start LISTED RECORDS
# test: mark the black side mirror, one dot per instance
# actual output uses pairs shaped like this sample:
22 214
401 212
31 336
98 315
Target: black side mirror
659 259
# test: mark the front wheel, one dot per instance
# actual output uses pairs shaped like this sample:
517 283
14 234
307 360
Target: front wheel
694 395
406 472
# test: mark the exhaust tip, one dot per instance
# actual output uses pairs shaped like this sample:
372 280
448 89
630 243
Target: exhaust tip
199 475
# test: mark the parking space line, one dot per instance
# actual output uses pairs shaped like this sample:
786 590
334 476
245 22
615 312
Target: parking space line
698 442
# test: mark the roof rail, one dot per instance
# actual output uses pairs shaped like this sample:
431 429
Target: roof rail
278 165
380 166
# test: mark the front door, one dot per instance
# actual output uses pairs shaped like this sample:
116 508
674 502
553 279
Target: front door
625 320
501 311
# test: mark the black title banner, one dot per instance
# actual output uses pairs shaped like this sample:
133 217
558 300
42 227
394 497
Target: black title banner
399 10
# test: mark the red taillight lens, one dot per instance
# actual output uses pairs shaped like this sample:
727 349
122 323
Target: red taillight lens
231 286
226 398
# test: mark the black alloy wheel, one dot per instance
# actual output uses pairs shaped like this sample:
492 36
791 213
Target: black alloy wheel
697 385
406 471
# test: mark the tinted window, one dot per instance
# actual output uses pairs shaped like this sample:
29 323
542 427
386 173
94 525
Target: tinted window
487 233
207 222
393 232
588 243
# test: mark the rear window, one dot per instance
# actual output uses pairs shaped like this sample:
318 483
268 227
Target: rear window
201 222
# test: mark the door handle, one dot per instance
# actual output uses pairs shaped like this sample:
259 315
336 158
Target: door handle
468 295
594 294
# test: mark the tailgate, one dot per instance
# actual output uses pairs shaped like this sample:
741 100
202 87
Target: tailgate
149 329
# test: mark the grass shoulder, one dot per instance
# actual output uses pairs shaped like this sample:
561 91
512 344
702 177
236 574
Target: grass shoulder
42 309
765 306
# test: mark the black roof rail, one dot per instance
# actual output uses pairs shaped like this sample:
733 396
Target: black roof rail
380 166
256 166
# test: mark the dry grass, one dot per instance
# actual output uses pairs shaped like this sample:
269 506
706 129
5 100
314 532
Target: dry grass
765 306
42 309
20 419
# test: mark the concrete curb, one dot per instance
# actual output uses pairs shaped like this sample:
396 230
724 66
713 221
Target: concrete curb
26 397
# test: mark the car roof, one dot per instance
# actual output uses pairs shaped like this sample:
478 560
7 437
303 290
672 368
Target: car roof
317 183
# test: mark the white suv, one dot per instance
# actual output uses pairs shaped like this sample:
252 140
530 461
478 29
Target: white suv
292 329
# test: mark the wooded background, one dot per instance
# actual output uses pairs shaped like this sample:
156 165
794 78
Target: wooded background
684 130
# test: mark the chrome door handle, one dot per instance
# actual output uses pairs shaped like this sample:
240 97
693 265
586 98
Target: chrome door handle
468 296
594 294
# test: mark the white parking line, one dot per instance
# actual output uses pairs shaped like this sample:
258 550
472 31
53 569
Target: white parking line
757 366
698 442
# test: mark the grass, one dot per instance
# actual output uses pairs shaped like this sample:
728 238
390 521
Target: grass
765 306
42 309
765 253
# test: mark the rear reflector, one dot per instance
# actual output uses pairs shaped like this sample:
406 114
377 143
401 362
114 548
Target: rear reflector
end LISTED RECORDS
• **YOUR INSTRUCTIONS**
Rewrite the data from the line that contains "# test: mark the concrete" through the end of the data, changing "sample" to "template" and keeping everything else the same.

• **TASK RESULT**
# test: mark the concrete curb, one dot per instance
# actual output uses pairs shaped like this template:
396 230
724 66
713 221
Target: concrete curb
26 397
# test: mark the car roof, one dot per instance
# actual output uses pairs shaped like this template:
478 560
7 437
303 290
672 368
Target: car roof
317 183
# test: mark the white suv, one dot per instance
# actual output uses pairs shaped like this template:
252 140
530 461
478 29
Target: white suv
292 329
# test: mark the wooded background, one dot per instance
# actual output uses pairs shaped like this template:
156 165
794 78
Target: wooded background
684 130
# test: mark the chrome door handle, one dot per instance
# actual output uses pairs shaped like this template:
240 97
693 265
586 98
Target: chrome door handle
468 296
594 294
# test: mark the white parking line, one dot per instance
# actual output uses pairs shaped like this template:
258 550
472 31
53 569
Target: white parking line
757 366
698 442
# test: mark the grass, one dot per instance
# actual output uses pairs shaped like this template:
728 238
390 521
Target: grass
765 306
42 309
765 253
# test: mark the rear reflector, one dot per instance
# actual output uses pairs shaped like this template:
406 114
377 143
401 362
114 548
Target: rear reflector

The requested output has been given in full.